## MATERIAL PROVIDED
· · ·

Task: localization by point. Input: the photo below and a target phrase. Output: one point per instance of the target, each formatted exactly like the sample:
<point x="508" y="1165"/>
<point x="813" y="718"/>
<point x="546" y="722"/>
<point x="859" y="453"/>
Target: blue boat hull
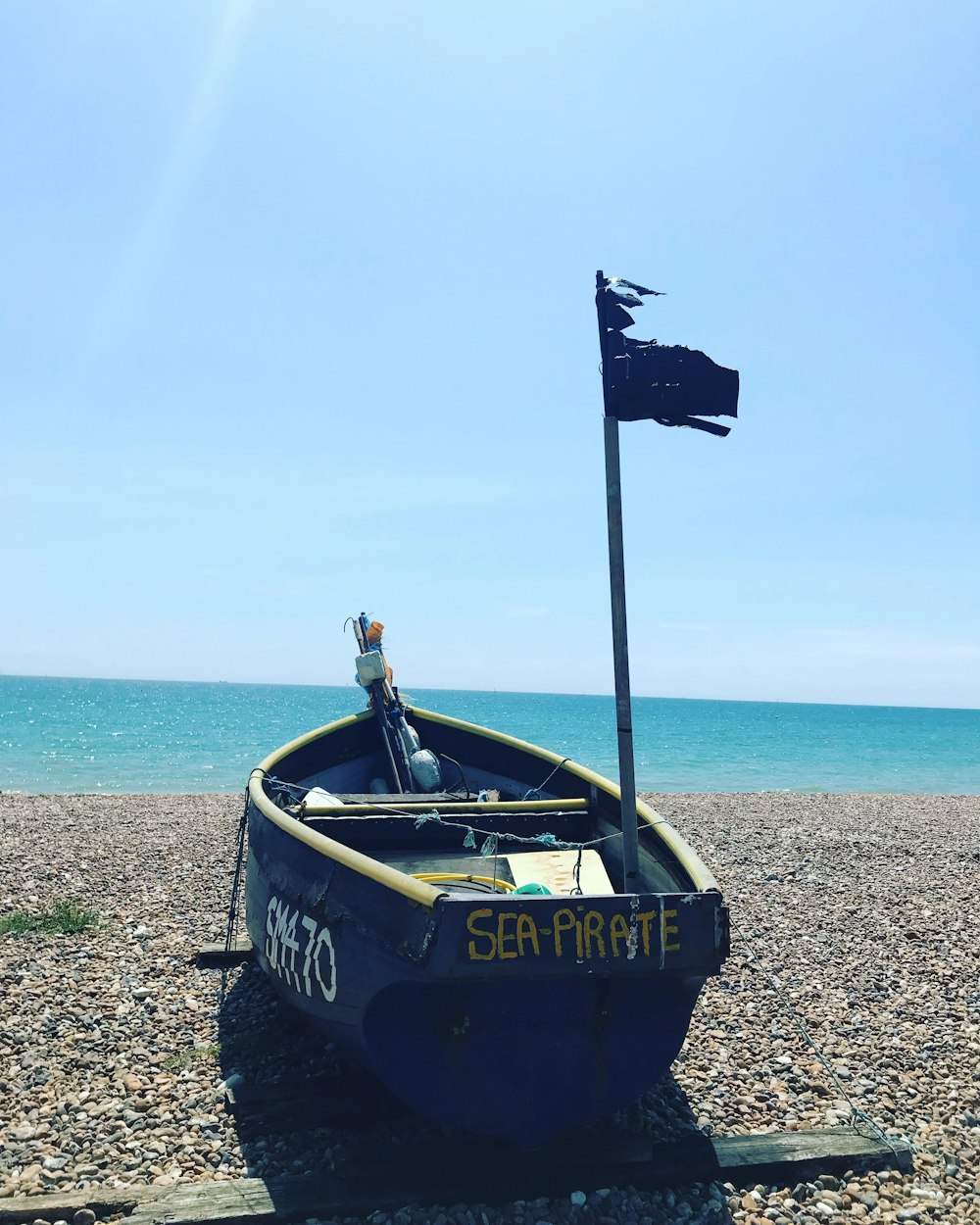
<point x="515" y="1017"/>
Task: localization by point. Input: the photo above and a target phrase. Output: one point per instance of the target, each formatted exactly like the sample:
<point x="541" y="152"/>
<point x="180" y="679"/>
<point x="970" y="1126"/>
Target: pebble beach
<point x="853" y="914"/>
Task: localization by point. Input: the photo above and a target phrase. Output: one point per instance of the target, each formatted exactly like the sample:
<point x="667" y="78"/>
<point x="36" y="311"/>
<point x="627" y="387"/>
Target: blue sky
<point x="299" y="321"/>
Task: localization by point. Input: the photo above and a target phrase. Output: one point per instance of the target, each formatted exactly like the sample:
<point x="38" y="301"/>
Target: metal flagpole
<point x="617" y="596"/>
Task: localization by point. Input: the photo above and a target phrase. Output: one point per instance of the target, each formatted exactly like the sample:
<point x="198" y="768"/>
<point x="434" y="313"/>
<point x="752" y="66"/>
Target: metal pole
<point x="621" y="656"/>
<point x="617" y="596"/>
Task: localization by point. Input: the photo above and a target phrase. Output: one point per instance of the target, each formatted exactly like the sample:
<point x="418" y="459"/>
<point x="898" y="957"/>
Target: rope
<point x="535" y="792"/>
<point x="230" y="932"/>
<point x="797" y="1019"/>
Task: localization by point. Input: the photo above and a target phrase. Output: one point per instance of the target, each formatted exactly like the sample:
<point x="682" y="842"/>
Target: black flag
<point x="646" y="381"/>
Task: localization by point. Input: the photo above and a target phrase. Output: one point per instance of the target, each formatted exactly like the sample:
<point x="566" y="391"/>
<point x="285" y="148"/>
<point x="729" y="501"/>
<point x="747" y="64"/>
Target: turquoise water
<point x="64" y="735"/>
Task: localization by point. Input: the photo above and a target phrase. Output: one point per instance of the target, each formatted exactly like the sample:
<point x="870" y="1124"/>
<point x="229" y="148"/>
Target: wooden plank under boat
<point x="396" y="924"/>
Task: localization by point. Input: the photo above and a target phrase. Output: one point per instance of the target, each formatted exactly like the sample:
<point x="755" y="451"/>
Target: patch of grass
<point x="64" y="919"/>
<point x="181" y="1059"/>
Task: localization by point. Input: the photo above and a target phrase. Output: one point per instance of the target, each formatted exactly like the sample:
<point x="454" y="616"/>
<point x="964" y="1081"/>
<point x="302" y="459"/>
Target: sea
<point x="63" y="735"/>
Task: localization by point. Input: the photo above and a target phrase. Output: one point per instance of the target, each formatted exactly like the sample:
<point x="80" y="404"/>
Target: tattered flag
<point x="646" y="381"/>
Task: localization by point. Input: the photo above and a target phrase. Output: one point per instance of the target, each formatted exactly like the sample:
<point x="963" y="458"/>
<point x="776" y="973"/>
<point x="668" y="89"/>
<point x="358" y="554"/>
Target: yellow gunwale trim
<point x="401" y="882"/>
<point x="417" y="891"/>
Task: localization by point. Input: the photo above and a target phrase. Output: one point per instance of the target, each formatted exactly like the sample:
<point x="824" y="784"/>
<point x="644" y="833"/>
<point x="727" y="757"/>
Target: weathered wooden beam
<point x="319" y="1102"/>
<point x="469" y="1170"/>
<point x="63" y="1204"/>
<point x="217" y="956"/>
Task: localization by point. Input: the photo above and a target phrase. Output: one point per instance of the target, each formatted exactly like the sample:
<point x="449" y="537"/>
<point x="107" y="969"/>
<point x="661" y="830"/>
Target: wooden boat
<point x="447" y="902"/>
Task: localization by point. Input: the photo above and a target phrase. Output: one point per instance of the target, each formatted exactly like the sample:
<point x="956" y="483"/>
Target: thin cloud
<point x="135" y="272"/>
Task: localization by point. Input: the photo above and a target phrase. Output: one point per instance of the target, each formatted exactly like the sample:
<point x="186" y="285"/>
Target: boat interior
<point x="485" y="832"/>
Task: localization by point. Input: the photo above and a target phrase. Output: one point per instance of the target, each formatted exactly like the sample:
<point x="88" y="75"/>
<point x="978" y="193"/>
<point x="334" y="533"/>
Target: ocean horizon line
<point x="439" y="689"/>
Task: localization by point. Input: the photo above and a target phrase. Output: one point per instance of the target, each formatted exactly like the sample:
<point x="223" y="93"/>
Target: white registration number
<point x="300" y="951"/>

· · ·

## TASK DETAILS
Quote the data exactly, leaving every image out of the copy.

## REPLY
Task: localization by point. Input: the photo below and a target phrase. Output: one point per instance of the target, each formatted exactly like the sample:
<point x="508" y="1165"/>
<point x="813" y="718"/>
<point x="546" y="722"/>
<point x="859" y="453"/>
Target: blue boat hull
<point x="515" y="1017"/>
Task: localization by point. Input: the photo above and a target phrase. Output: one point per instance of the target, each formatted exactly like the sample:
<point x="541" y="152"/>
<point x="180" y="679"/>
<point x="970" y="1126"/>
Target: pebble beach
<point x="853" y="914"/>
Task: localization by point. Input: the photo above and a target phrase. Output: one point per instance of the target, each formatted exactly like the sample:
<point x="667" y="78"/>
<point x="36" y="311"/>
<point x="627" y="387"/>
Target: blue sky
<point x="299" y="321"/>
Task: localization by point. Input: the photo above and a target phrase. Output: one point per instance of the target, each formatted exactly like the sample:
<point x="38" y="301"/>
Target: metal flagpole
<point x="617" y="596"/>
Task: localization by point. Input: the photo above and a target phrase. Output: one point per instance of the target, each formatted exactly like the sample:
<point x="198" y="768"/>
<point x="434" y="313"/>
<point x="752" y="66"/>
Target: metal pole
<point x="621" y="656"/>
<point x="617" y="596"/>
Task: localization by point. Input: the photo above and a target phrase. Output: one point per instance of the target, each formatted exactly like the sample:
<point x="418" y="459"/>
<point x="898" y="957"/>
Target: rope
<point x="535" y="792"/>
<point x="230" y="932"/>
<point x="797" y="1019"/>
Task: localization by point. Input: the photo above and a target phrase. Output: one point per instance of the target, each formatted exactly like the sample:
<point x="682" y="842"/>
Target: black flag
<point x="646" y="381"/>
Task: localization by point. Input: the photo above and a target phrase. Output: one point per instance of the target, each formatted exactly like the sample:
<point x="566" y="391"/>
<point x="285" y="148"/>
<point x="729" y="501"/>
<point x="747" y="64"/>
Target: turquoise water
<point x="64" y="735"/>
Task: localization by point. Input: the photo above and a target phrase. Output: one point per instance of the target, each formatted exactly like the sample:
<point x="870" y="1124"/>
<point x="229" y="148"/>
Target: wooden plank under boat
<point x="396" y="924"/>
Task: localization by point. Input: the photo above and a target phrase. Output: one point per instance of the target, each formatted exactly like the sample:
<point x="755" y="451"/>
Target: patch of grass
<point x="64" y="919"/>
<point x="181" y="1059"/>
Task: localization by point. Input: the photo above and a target phrase. Output: one point per instance of the target, each formatted exactly like the sample:
<point x="454" y="616"/>
<point x="964" y="1081"/>
<point x="302" y="459"/>
Target: sea
<point x="63" y="735"/>
Task: localization by point. Input: the photo above and a target phrase. Output: one point per instance of the target, each formatted exactly like the sample:
<point x="80" y="404"/>
Target: tattered flag
<point x="646" y="381"/>
Task: localization by point. Input: the photo above and a target phrase. Output: one point per instance of the target, each formatted exactly like the sample:
<point x="963" y="458"/>
<point x="776" y="973"/>
<point x="668" y="89"/>
<point x="358" y="554"/>
Target: yellow gunwale trim
<point x="401" y="882"/>
<point x="417" y="891"/>
Task: localization by point. Input: the photo above and a target phrase. Output: one point per instance of the target, each formatted exactly like the sample:
<point x="824" y="784"/>
<point x="644" y="833"/>
<point x="727" y="757"/>
Target: weathered wooden beam
<point x="319" y="1102"/>
<point x="469" y="1170"/>
<point x="63" y="1204"/>
<point x="217" y="956"/>
Task: localization by point. Input: the photo above and a target phrase. Output: one point per instance of the target, each formatted exactly like the sample:
<point x="449" y="537"/>
<point x="107" y="969"/>
<point x="661" y="830"/>
Target: wooden boat
<point x="447" y="902"/>
Task: localization by point. Input: the photo above and a target phrase. Output: one point per instance of the target, each formatted exactly like the sample:
<point x="956" y="483"/>
Target: thin cloud
<point x="135" y="272"/>
Task: localization by point. Input: the photo above and a target phrase. Output: one point per instance of the target, each formatted exactly like the sample:
<point x="186" y="285"/>
Target: boat interior
<point x="485" y="832"/>
Task: localization by point. Input: the photo above and a target phrase. Output: one point per instance of the target, each formatted exactly like the sample:
<point x="88" y="75"/>
<point x="978" y="193"/>
<point x="334" y="533"/>
Target: ocean horizon line
<point x="439" y="689"/>
Task: localization by point. Input: the photo above and a target phrase. Output: one point per instance of the target, each formatted exactly like the sample:
<point x="223" y="93"/>
Target: white registration number
<point x="300" y="951"/>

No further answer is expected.